-- Opening Marker --
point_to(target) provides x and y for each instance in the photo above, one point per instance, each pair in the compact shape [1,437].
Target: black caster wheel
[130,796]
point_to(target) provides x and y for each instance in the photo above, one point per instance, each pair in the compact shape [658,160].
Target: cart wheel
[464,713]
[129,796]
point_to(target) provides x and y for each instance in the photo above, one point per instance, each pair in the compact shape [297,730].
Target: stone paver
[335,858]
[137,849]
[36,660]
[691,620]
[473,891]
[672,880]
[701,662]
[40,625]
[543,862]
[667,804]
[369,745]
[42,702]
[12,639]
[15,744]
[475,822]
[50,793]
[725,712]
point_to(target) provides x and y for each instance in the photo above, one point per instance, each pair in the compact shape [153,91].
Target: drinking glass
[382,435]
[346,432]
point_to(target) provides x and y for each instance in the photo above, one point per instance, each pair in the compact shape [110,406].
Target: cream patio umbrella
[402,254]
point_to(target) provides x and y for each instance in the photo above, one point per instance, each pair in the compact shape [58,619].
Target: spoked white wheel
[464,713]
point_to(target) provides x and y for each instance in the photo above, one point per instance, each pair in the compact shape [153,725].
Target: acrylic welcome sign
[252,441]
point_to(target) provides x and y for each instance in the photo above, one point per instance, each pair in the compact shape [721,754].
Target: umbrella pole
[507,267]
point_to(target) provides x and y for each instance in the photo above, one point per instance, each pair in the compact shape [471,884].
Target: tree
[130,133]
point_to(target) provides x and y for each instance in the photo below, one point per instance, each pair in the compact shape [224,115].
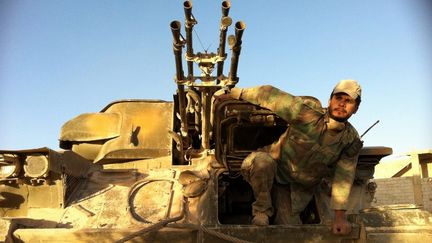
-- Closing Marker --
**What is expected:** Return the whole listing word for word, minus its pictures.

**Task answer:**
point_to(target) provides x and y for each instance in the photo above, one point per instance, each pair in the compact shape [1,437].
Target: black caster wheel
[130,796]
point_to(target) provides x and y for each instance in the photo above, one point per instance, each pair in the compact shape [658,160].
Target: cart wheel
[464,713]
[129,796]
point_to(target) provides x and y for each instance in the photo above, one point per instance, each pair in the compact shape [297,730].
Target: stone paver
[335,858]
[137,849]
[36,660]
[691,620]
[473,891]
[672,880]
[701,662]
[40,625]
[543,862]
[667,804]
[369,745]
[42,702]
[12,639]
[15,744]
[475,822]
[50,793]
[725,712]
point_to(target) provides x and y for each instance in the photo above, one point per instance, each pair in the compact shape [153,91].
Target: drinking glass
[382,435]
[346,432]
point_to(target) provides x and y for each instance in the photo above, one point per instance, each pair in the compact shape [110,406].
Target: cream patio umbrella
[402,254]
point_to(target) provides x and y for each instance in the photo above, one point per instance, each pair in the compact shape [58,619].
Target: spoked white wheel
[464,713]
point_to(target) provides x and y for each instance in the photo above, one point per instance, each pair in the compact shape [153,725].
Target: acrylic welcome sign
[252,441]
point_to(target) provides x and y for each instance in the photo above, one point per instance, each pair in the compact shape [721,754].
Target: umbrella pole
[507,267]
point_to(target) provides x and y for each instance in the photo above, one point per instance, each pair in the compact shape [471,884].
Target: tree
[130,133]
point_to(target) provides x and y for each instance in the photo below, one point per instance, each pair in the compact shape [224,115].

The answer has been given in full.